WHAT IS NEEDED.
Rewrite all of the entries below, putting "rectangular regions" wherever "bounding boxes" appears and changing nothing else.

◇ ◇ ◇ ◇ ◇

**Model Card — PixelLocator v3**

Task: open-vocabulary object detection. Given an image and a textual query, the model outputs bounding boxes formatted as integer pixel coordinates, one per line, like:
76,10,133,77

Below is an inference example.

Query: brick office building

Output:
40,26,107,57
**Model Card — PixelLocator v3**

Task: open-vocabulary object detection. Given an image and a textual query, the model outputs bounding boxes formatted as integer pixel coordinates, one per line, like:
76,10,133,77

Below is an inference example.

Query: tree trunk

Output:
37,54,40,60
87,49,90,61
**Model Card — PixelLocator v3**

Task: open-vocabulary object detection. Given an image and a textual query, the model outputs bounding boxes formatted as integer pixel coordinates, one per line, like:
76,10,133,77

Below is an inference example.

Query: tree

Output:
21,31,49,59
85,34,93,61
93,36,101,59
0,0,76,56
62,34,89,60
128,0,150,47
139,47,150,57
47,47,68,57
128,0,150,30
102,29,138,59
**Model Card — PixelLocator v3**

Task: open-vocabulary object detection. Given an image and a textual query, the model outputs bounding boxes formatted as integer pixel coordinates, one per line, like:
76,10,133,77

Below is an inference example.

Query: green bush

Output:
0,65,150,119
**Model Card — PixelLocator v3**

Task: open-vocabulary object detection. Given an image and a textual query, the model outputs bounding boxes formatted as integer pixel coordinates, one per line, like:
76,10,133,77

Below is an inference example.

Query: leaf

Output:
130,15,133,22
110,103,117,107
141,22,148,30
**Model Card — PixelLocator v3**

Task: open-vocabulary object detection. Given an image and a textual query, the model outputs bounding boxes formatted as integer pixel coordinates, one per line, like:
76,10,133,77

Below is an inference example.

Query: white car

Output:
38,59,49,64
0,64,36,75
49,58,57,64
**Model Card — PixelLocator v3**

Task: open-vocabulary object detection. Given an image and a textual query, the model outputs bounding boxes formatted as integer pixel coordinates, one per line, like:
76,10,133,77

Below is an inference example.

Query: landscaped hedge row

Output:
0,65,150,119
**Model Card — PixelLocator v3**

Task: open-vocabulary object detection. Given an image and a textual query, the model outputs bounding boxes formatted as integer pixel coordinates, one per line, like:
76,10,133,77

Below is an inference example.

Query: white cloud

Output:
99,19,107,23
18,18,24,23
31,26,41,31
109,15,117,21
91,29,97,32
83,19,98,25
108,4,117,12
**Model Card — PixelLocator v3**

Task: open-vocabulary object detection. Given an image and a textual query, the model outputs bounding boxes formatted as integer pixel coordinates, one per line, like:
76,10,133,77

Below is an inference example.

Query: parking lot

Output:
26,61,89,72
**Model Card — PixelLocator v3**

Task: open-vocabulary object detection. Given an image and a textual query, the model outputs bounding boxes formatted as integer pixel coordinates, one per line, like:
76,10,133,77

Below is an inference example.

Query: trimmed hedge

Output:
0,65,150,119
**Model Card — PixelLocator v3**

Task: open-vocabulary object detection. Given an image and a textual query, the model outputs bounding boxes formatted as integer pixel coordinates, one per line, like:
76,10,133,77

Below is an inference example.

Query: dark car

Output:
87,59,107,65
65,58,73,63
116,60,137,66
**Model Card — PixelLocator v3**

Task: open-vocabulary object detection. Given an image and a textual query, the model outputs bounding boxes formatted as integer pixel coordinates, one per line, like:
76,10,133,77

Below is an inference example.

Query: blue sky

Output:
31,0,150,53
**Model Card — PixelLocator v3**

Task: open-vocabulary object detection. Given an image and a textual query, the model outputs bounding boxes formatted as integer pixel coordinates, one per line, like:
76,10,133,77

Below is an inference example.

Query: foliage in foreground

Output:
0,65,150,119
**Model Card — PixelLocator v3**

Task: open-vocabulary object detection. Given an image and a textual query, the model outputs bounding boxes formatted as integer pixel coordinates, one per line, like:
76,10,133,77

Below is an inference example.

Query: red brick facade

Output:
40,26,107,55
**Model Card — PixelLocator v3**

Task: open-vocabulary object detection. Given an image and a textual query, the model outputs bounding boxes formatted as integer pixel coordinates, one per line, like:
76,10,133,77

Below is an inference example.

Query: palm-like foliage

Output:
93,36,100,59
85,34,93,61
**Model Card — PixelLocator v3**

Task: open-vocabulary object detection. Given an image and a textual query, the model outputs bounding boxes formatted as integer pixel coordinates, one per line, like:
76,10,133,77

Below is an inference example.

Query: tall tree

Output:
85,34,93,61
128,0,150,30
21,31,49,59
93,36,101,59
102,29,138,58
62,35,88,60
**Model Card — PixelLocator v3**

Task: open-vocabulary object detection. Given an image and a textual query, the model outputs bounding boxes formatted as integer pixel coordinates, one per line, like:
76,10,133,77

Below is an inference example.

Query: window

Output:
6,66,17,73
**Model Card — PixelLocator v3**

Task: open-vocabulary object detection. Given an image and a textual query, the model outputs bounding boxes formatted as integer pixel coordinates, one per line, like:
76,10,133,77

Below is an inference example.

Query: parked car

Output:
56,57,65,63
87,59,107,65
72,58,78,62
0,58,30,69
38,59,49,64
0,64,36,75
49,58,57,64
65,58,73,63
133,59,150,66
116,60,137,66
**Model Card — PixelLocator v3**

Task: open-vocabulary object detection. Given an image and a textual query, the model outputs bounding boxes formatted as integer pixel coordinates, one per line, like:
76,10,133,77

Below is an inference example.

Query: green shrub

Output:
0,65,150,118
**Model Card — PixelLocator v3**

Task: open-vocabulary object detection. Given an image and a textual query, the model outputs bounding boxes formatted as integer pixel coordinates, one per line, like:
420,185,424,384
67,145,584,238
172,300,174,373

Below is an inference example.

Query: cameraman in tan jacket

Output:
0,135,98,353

◇ ◇ ◇ ◇ ◇

FINAL RESULT.
**Model Card — PixelLocator v3**

Task: open-vocabulary object detection. Given an image and a textual query, the model outputs rectangular regions formatted as integer pixel coordinates, one per line, like:
76,10,133,77

Below is an inference example.

Query: brick office building

Output:
40,26,107,57
**Model Card — PixelLocator v3**

Task: open-vocabulary object detection. Given an image and a textual query, the model outputs rectangular regions formatted as integer pixel coordinates, one per line, like:
76,10,133,77

Below is an inference example.

Query: tree trunk

Output:
37,54,40,60
87,49,90,61
**Model Card — PixelLocator v3**

Task: open-vocabulary object detection. Given an image and a textual query, the model outputs rectangular regions formatted as integer pixel coordinates, one per line, like:
76,10,133,77

Below is an inference example.

Query: tree

Output:
21,31,49,59
85,34,93,61
93,36,101,59
0,0,76,56
62,34,89,60
128,0,150,47
139,47,150,57
47,47,68,57
128,0,150,30
102,29,138,59
**Model Card — PixelLocator v3**

Task: open-vocabulary object detection. Given an image and a textual query, the model outputs rectangular regions formatted as integer pixel coordinates, one per line, like:
76,10,133,77

Below is an inference example.

Query: green bush

Output:
0,65,150,119
**Model Card — PixelLocator v3**

Task: open-vocabulary object detection. Given an image and a textual query, the model outputs rectangular regions formatted as integer pixel coordinates, one per line, like:
76,10,133,77

Below is an inference example.

Query: leaf

Output:
130,15,133,22
110,103,117,107
141,22,148,30
**Model Card — PixelLocator v3**

Task: open-vocabulary object detection. Given an image and a textual query, the model outputs rectangular regions formatted as integer pixel coordinates, one per line, like:
76,10,133,77

Below is an inference example.

Query: white car

Output:
38,59,49,64
0,64,36,75
49,58,57,64
**Model Card — PixelLocator v3**

Task: open-vocabulary object detection. Given an image and a textual query, the model outputs rectangular regions formatted as integer pixel coordinates, one per line, like:
76,10,133,77

Below is an inference example.

Query: landscaped hedge row

Output:
0,65,150,119
**Model Card — PixelLocator v3**

Task: open-vocabulary object detection. Given an image and a textual query, the model outputs rectangular regions formatted as integer pixel coordinates, one per line, like:
76,10,133,77

Below is an inference example.

Query: white cloud

Output:
99,19,107,23
18,18,24,23
31,26,41,31
109,15,117,21
91,29,97,32
83,19,98,25
108,4,117,12
**Model Card — PixelLocator v3**

Task: open-vocabulary object detection. Given an image and a textual query, the model outputs rectangular regions formatted as integer pixel coordinates, one per line, like:
76,10,133,77

Below is an inference example.

Query: parking lot

Output:
26,61,89,72
**Model Card — PixelLocator v3**

Task: open-vocabulary object detection. Given an image and a textual query, the model outputs rectangular regions formatted as integer pixel coordinates, one per line, like:
76,10,133,77

Below is an inference example.

Query: trimmed hedge

Output:
0,65,150,119
**Model Card — PixelLocator v3**

Task: open-vocabulary object detection. Given an image and a textual query, the model outputs rectangular regions formatted as integer pixel coordinates, one per line, like:
76,10,133,77

Below is an inference example.

Query: dark car

Output:
87,59,107,65
65,58,73,63
116,60,137,66
**Model Card — PixelLocator v3**

Task: open-vocabulary object detection. Given an image and a textual query, the model outputs rectangular regions formatted as integer pixel coordinates, one per line, like:
76,10,133,77

Below is an inference example.

Query: blue sky

Output:
31,0,150,53
**Model Card — PixelLocator v3**

Task: open-vocabulary object detection. Given an image and a textual query, the model outputs rectangular regions formatted as integer pixel coordinates, one per line, like:
76,10,133,77

Below is an inference example.

Query: foliage in foreground

Output:
0,65,150,119
**Model Card — PixelLocator v3**

Task: open-vocabulary object detection. Given an image and a textual query, the model outputs rectangular regions formatted as integer pixel coordinates, one per line, like:
76,10,133,77

Below is an inference example.

Query: red brick facade

Output:
40,26,107,55
**Model Card — PixelLocator v3**

Task: open-vocabulary object detection. Given an image and a textual query, the model outputs rectangular regions formatted as integer pixel coordinates, one per line, like:
76,10,133,77

Below is an inference example.

Query: palm-like foliage

Output:
93,36,100,59
85,34,93,61
**Model Card — PixelLocator v3**

Task: open-vocabulary object detection. Given an image and a textual query, the model outputs rectangular regions formatted as integer pixel coordinates, one per line, like:
76,10,133,77

Below is an inference example.

Query: tall tree

Output:
85,34,93,61
128,0,150,30
21,31,49,59
93,36,101,59
102,29,138,58
62,35,88,60
**Model Card — PixelLocator v3**

Task: open-vocabulary object detection. Given an image and a textual query, the model outputs rectangular regions formatted as integer pixel coordinates, one per line, like:
76,10,133,77

Below is an inference example.

Query: window

Output:
6,66,17,73
**Model Card — PixelLocator v3**

Task: open-vocabulary object detection. Given an image and a textual query, the model outputs rectangular regions formatted as integer pixel coordinates, one per line, like:
76,10,133,77

Below is an inference example.

Query: parked car

Output:
56,57,65,63
87,59,107,65
72,58,78,62
0,58,30,69
38,59,49,64
0,64,36,75
49,58,57,64
65,58,73,63
133,59,150,66
116,60,137,66
**Model Card — PixelLocator v3**

Task: open-vocabulary object detection. Given an image and a textual query, the model outputs rectangular regions formatted as integer pixel coordinates, one per line, like:
76,10,133,77

Below is an inference example.

Query: green shrub

Output:
0,65,150,118
**Model Card — PixelLocator v3**

Task: open-vocabulary object detection. Given an image and a textual query, the model outputs rectangular regions formatted as integer pixel coordinates, one per line, like:
420,185,424,384
67,145,584,238
172,300,174,373

Below is an inference example.

Query: cameraman in tan jacket

Output:
0,135,98,353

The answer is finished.